__What is being asked__: Write out word for word the part of the passage on Dundee council politics that opens with the words containing "Mr Mackie also" and closes with "city of Dundee.".

BEGIN Extract to read

Mr Mackie also turned on his critic, Independent Labour member Ian Borthwick, saying, “It is easy to dismantle something but much more difficult to build it.

“That’s why Mr Borthwick has been an opposition councillor for so long — he is always destructive and is never constructive.”

The Tory leader said his five-member group are not part of the Labour-Liberal Democrat coalition administration but they support it “on some issues” in the interests of the city of Dundee.

In return for their support, the Tories have been awarded three convenerships, but none of the posts are of a political nature. “At the last election, no group had an overall majority but a workable administration needed to be formed to run council services for the good of Dundee,” he explained.

“The SNP are the biggest single party but they said they wouldn’t work with us, yet they couldn’t work with any other group to form an administration.

“We were then approached by Labour and the Liberal Democrats and we said we would support them on some issues but not on others.

“Dundee has a Labour-Liberal Democrat coalition administration with Conservative support on some issues.

“The alternative would have been no workable administration with constant divisions. Would that have been good for Dundee? Is that what Mr Borthwick wanted? As for our achievements, well we’ve played a part in the budget-fixing process which this year in the city saw the level rise by less than 4% and which since 2001 has seen the level go up by 7.8%.

END Extract to read
BEGIN Material shown

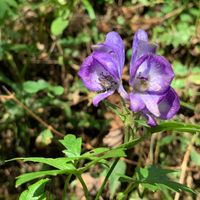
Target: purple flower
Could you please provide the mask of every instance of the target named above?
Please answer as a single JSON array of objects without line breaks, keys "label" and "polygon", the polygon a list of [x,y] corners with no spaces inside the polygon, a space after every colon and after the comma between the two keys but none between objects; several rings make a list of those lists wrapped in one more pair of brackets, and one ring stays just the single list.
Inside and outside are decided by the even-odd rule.
[{"label": "purple flower", "polygon": [[93,46],[93,52],[81,65],[79,76],[84,85],[99,93],[93,99],[95,106],[115,90],[123,98],[128,98],[121,80],[124,60],[125,50],[121,37],[116,32],[110,32],[104,43]]},{"label": "purple flower", "polygon": [[155,117],[170,119],[179,110],[179,98],[170,87],[174,73],[170,63],[155,54],[156,46],[148,43],[145,31],[135,33],[132,48],[130,108],[142,112],[148,124],[155,126]]}]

END Material shown

__Task result__:
Mr Mackie also turned on his critic, Independent Labour member Ian Borthwick, saying, “It is easy to dismantle something but much more difficult to build it.

“That’s why Mr Borthwick has been an opposition councillor for so long — he is always destructive and is never constructive.”

The Tory leader said his five-member group are not part of the Labour-Liberal Democrat coalition administration but they support it “on some issues” in the interests of the city of Dundee.